_DESCRIPTION OF THE TASK_
The lines to be set down run from the line containing "Task: Expected behaviour is that every instance of the red shirt" through the final line of the data below; print them exactly and print nothing else.

_DATASET RECORDS_
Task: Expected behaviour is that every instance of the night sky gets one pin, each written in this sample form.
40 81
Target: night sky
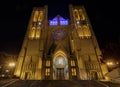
104 17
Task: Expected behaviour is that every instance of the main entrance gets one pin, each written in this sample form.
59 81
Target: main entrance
60 74
60 68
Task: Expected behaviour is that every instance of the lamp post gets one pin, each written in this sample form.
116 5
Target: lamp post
11 65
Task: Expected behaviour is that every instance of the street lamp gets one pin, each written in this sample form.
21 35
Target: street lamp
12 65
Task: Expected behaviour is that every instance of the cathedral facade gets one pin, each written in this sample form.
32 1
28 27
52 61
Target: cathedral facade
60 49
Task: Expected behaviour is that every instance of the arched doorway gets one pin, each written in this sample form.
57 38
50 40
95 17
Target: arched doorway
60 67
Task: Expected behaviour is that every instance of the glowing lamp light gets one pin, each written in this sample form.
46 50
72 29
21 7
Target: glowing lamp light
39 23
78 22
11 64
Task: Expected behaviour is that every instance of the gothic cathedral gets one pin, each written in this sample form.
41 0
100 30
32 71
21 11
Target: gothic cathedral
60 49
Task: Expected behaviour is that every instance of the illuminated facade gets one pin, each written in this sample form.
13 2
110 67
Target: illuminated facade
60 49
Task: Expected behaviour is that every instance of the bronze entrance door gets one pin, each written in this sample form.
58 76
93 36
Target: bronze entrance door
60 74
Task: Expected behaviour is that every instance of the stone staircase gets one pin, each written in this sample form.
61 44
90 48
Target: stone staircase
69 83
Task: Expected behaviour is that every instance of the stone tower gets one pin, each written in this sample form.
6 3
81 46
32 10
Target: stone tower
60 49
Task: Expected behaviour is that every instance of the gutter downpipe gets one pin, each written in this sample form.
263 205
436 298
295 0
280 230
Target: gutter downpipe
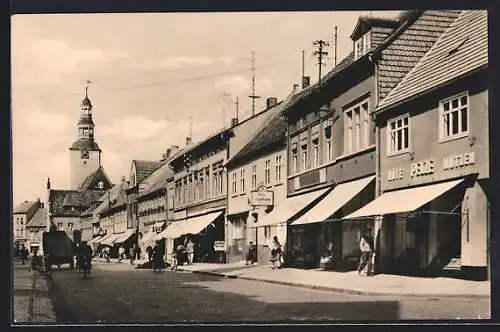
378 220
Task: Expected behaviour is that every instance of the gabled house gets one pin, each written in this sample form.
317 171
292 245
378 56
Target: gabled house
433 159
332 141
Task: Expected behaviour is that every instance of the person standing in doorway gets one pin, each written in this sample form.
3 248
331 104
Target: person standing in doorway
190 251
365 259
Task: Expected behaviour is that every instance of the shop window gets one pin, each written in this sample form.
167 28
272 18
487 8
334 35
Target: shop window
254 176
278 168
398 134
242 181
356 127
267 173
454 117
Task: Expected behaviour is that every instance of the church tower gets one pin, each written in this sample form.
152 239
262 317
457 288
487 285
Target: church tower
85 155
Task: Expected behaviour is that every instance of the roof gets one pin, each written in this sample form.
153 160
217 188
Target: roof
144 168
272 132
462 48
24 207
39 219
85 144
70 203
93 178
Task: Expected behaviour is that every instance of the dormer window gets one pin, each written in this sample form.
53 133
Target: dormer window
362 45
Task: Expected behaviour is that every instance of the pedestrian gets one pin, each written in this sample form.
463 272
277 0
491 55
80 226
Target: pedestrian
137 253
190 251
121 252
276 253
365 259
131 254
251 254
149 251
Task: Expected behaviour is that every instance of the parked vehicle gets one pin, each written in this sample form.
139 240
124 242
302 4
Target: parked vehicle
58 248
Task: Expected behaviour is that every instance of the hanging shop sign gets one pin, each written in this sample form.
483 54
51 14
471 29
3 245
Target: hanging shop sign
219 246
459 160
421 168
395 174
261 197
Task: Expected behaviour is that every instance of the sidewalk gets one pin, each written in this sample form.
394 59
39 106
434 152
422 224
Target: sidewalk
31 303
351 282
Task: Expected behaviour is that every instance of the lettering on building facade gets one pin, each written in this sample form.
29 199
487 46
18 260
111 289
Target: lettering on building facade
459 160
424 167
395 174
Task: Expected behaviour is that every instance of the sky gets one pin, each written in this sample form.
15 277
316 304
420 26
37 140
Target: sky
150 74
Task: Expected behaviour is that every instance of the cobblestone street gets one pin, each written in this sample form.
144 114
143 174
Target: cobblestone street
115 294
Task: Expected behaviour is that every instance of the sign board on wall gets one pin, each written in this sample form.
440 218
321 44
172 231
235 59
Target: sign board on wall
261 197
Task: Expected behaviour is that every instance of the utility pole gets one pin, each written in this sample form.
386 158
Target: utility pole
253 96
237 107
320 53
335 53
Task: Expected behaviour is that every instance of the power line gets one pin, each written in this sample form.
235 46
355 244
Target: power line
320 53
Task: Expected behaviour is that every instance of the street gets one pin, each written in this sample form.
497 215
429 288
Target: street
116 294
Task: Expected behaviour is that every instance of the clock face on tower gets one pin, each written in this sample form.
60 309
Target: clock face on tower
85 154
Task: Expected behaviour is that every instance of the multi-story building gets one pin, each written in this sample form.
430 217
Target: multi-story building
152 203
331 135
22 215
257 181
434 159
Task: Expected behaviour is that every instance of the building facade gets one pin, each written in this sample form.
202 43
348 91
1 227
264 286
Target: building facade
331 134
256 181
434 156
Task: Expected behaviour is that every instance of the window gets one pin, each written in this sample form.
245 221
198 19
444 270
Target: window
278 168
454 117
242 180
398 134
356 128
267 174
315 152
254 176
304 157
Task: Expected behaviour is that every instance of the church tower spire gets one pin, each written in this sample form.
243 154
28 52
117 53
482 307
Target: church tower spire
84 152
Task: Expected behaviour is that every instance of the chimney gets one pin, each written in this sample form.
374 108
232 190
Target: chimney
271 101
234 122
306 81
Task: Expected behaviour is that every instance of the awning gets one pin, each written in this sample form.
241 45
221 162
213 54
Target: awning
96 239
148 237
125 236
405 200
192 225
288 209
334 201
159 224
111 239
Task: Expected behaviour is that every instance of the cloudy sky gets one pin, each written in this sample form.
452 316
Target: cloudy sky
150 73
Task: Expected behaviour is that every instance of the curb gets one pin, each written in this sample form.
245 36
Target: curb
345 290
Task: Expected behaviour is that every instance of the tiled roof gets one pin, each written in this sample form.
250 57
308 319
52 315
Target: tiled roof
71 203
404 48
24 207
85 143
90 180
145 168
462 48
273 132
39 219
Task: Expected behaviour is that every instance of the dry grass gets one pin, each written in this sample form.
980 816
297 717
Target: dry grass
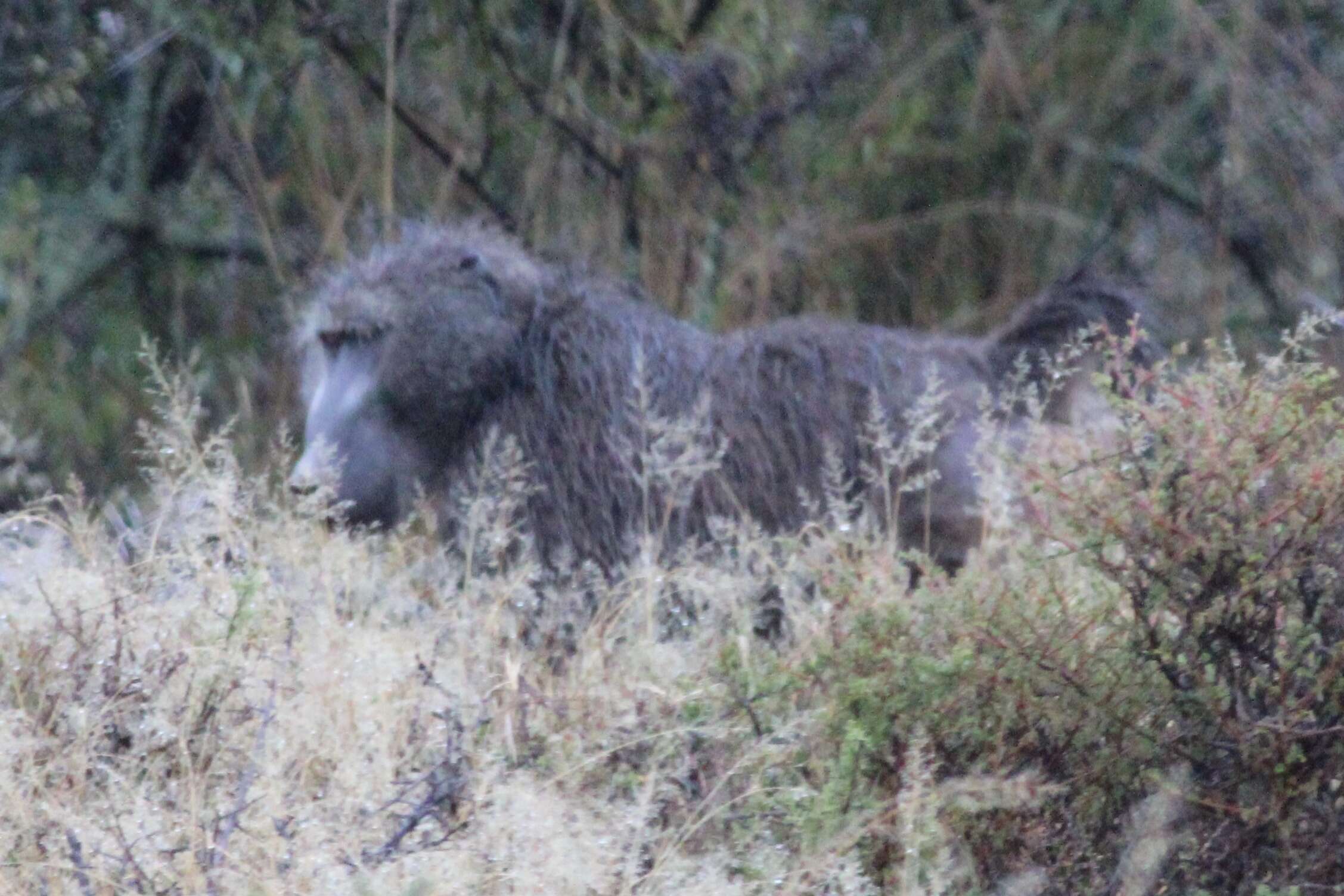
228 696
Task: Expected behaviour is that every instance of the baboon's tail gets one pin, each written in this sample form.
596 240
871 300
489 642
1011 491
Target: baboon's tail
1046 324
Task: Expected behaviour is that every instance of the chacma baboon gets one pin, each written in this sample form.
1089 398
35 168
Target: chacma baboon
415 352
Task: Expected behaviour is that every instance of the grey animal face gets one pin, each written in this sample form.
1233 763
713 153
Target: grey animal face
351 435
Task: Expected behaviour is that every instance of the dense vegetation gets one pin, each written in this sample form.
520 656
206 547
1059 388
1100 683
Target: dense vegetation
181 168
1135 687
1139 691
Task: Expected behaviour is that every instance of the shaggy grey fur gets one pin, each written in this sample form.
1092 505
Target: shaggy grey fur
415 352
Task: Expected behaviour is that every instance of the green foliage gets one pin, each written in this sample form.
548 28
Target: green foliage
182 168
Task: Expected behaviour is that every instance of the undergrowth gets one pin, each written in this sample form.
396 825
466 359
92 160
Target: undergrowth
1134 687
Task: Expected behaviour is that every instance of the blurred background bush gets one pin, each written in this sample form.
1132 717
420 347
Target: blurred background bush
185 168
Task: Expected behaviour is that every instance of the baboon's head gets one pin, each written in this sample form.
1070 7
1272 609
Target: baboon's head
403 352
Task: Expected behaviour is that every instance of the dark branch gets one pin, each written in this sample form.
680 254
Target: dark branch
375 85
534 98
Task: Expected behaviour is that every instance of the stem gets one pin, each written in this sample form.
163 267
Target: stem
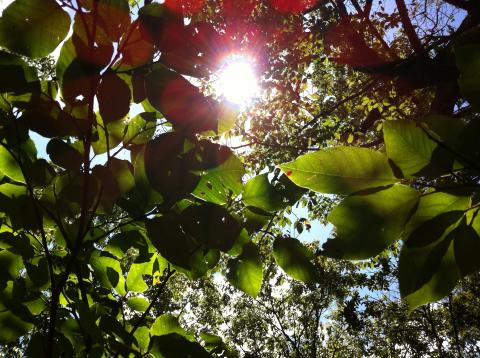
154 300
408 27
454 325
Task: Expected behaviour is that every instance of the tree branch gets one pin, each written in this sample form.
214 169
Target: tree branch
408 27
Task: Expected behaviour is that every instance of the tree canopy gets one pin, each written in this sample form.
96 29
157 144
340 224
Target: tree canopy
130 188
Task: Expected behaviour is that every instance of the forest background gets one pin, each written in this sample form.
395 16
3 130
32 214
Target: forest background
144 215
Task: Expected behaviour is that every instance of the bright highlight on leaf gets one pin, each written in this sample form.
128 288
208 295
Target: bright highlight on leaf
237 80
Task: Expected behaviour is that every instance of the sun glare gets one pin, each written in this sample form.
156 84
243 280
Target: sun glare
237 81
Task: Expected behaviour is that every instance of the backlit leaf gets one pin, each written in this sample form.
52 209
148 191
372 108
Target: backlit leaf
340 170
245 272
367 224
33 28
294 258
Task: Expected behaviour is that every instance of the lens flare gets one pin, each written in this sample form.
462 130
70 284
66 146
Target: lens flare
237 81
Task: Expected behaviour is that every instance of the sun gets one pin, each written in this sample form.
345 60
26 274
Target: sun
237 81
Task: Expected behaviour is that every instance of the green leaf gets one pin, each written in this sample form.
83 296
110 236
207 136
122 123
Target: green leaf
9 166
180 248
108 271
367 224
340 170
217 185
140 129
167 169
108 138
12 327
135 280
434 203
122 171
16 75
142 335
138 303
260 193
214 344
427 266
467 249
413 151
245 272
10 265
167 324
468 62
175 345
113 327
113 98
129 238
294 258
33 28
180 102
210 225
64 154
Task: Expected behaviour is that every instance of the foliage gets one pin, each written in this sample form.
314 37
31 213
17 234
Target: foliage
138 188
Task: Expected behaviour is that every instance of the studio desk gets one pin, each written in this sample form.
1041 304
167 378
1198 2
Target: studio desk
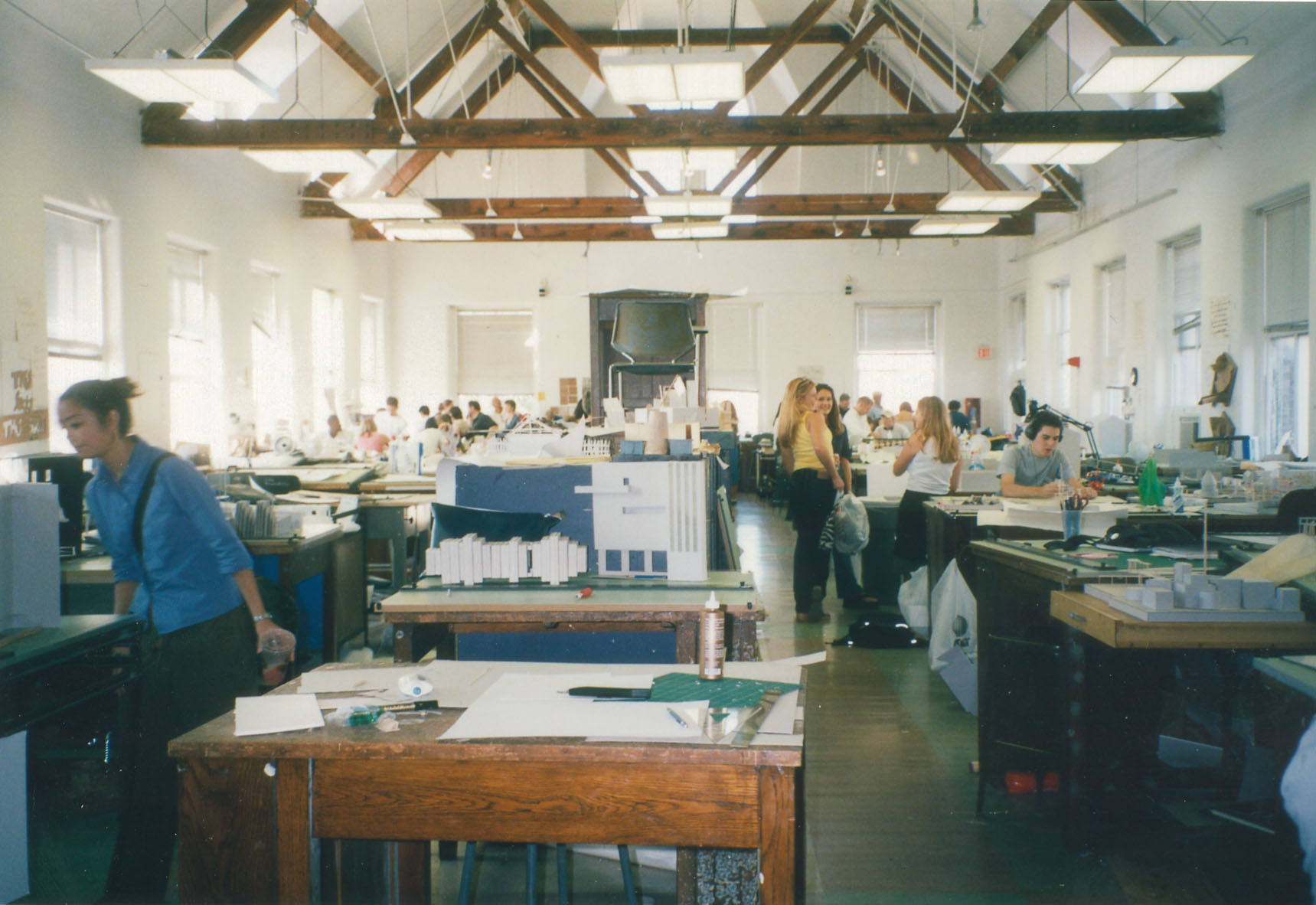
627 620
257 815
1069 684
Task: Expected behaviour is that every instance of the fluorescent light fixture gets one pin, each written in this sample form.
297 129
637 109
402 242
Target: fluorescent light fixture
351 162
1054 153
973 201
388 208
690 230
410 230
185 80
674 159
953 225
700 77
1149 70
687 205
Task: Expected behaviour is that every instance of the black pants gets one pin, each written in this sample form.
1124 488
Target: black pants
811 502
188 678
913 531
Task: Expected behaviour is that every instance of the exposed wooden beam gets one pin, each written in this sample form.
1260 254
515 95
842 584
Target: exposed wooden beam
763 205
1128 32
779 152
757 70
416 163
331 38
745 37
992 84
503 228
618 168
687 130
961 154
810 93
441 64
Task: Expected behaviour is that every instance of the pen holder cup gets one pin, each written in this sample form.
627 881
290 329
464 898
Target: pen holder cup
276 648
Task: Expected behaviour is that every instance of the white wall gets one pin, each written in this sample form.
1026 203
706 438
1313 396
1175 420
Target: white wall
807 319
1208 185
71 137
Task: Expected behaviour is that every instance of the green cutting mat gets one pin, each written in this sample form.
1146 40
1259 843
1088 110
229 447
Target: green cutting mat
719 692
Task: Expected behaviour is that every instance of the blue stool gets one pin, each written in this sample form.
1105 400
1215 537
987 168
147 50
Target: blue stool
532 861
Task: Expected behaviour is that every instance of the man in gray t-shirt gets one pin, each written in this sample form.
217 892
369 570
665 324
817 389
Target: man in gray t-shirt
1032 470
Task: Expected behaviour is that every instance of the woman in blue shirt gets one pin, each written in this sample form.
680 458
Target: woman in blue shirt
186 573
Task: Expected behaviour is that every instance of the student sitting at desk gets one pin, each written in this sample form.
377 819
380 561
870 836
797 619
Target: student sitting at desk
181 567
1034 470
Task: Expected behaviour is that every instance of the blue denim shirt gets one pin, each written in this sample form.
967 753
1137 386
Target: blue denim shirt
190 549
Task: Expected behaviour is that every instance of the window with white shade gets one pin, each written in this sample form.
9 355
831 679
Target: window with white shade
1061 322
1285 241
271 358
1184 269
75 305
895 351
495 353
327 354
194 355
373 392
1109 298
733 368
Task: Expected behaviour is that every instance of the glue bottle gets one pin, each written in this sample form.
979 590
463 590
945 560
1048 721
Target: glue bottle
712 630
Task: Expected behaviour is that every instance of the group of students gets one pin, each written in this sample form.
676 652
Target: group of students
815 446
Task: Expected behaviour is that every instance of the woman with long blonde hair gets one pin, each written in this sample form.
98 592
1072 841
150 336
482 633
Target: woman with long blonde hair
805 446
932 458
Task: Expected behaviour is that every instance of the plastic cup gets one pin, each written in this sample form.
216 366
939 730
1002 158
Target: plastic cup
276 648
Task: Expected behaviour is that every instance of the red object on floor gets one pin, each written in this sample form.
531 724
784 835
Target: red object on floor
1019 782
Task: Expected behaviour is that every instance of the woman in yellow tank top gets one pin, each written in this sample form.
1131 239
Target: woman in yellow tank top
805 446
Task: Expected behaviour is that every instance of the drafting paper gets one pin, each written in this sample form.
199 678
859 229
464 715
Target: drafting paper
276 714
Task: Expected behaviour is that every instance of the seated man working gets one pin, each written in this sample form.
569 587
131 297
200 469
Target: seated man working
1034 469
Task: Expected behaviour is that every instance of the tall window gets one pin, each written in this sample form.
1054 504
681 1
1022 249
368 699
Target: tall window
271 358
1060 293
75 305
1109 296
896 351
371 354
733 359
194 361
495 354
1285 228
1184 273
327 354
1017 333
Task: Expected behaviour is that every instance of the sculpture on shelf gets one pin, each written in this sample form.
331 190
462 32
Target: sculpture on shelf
1222 384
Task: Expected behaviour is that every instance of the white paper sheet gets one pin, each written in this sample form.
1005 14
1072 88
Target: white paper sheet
276 714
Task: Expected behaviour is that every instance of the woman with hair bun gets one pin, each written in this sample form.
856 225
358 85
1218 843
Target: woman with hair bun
932 458
181 567
807 458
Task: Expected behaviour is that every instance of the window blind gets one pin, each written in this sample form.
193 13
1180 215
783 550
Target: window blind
895 329
1286 242
733 346
492 353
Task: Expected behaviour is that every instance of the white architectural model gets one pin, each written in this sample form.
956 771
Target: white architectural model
1195 596
472 560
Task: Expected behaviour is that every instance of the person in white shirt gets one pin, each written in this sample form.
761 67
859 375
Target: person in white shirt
388 423
856 420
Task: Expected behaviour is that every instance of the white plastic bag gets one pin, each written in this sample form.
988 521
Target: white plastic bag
913 601
953 606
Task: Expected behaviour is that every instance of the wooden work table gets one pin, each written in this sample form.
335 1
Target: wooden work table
250 808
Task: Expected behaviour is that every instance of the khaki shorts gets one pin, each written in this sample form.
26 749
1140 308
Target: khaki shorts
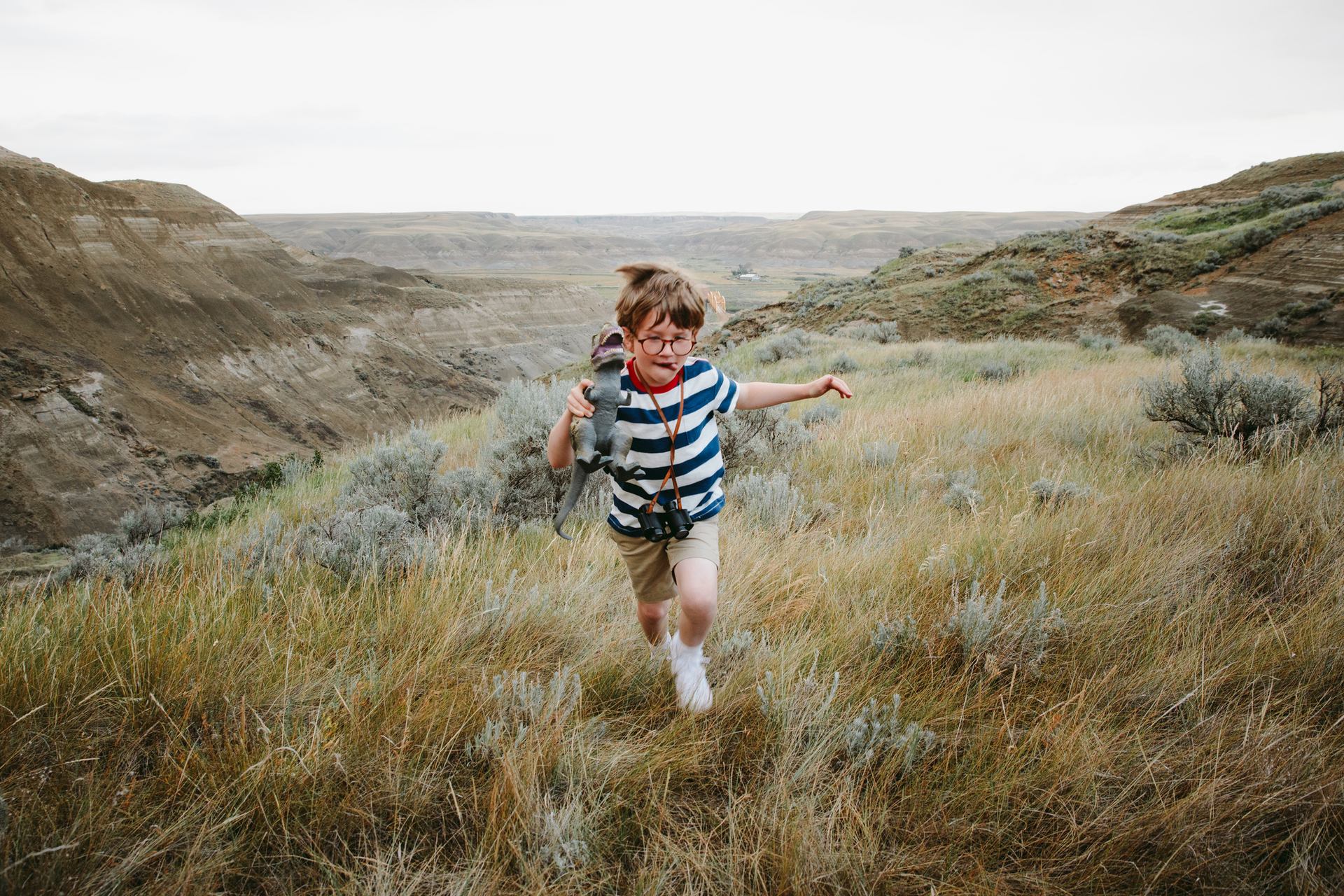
651 564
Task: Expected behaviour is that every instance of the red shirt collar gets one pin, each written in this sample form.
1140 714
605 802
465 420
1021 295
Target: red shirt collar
654 390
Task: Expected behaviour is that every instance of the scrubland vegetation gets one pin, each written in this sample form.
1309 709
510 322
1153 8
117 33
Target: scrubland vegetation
977 633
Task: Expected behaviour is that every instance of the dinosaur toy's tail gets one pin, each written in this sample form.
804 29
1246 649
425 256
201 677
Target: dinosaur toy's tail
571 498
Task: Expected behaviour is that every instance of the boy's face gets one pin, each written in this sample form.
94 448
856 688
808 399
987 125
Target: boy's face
657 368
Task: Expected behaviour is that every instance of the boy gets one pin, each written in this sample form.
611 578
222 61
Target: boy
660 312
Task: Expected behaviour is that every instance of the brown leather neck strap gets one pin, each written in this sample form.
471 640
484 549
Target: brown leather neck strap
671 442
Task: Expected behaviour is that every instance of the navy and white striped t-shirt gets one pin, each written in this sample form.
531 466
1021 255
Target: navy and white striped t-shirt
699 464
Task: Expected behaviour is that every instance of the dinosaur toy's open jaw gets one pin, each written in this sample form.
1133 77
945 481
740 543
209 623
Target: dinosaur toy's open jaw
609 343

_WRITTEN RESPONSE_
Task: Expected behaviour is that every instance of the red shirt collar gets one pin, each written in this sample form.
1140 714
605 802
465 420
1021 295
Target: red shirt collar
654 390
Task: Expected behaviour is that every instance of the scrubland vegetation gets one pin, each written in this sample form.
1309 709
510 322
1153 8
117 33
Target: scrubland vegetation
977 633
Task: Expected behaviour is that every instance of the dinosaur toy's tail gets one pin, each written in this sample form.
804 29
1246 649
425 256
201 677
Target: dinosaur toy's tail
571 498
Task: Expected behaviour is that every instance of the boy's face gets one pin, each written in this sample form.
94 448
856 688
808 399
987 125
Target: boy's face
657 368
Task: Expected behaviour is that every instance of the boy gets one pin, each written in this sample form.
611 578
222 61
Target: boy
660 312
Task: Expected behaviour is that every instance of the brown leather neck strap gets one pin, each written in this sample form.
471 640
484 549
Target: brown leather neck strap
671 442
Task: Expected behaviour is that every instance of the navy and white striped t-shirt gets one pin, each written in this sample form.
531 466
1021 255
Target: navy and white striped t-shirt
699 464
Task: Expected behaviour is that every instance of the dinosaur toy's open jaw gets one pin, each written in this sample form.
1133 77
945 481
740 543
209 623
Target: dinosaur toy's open jaw
609 343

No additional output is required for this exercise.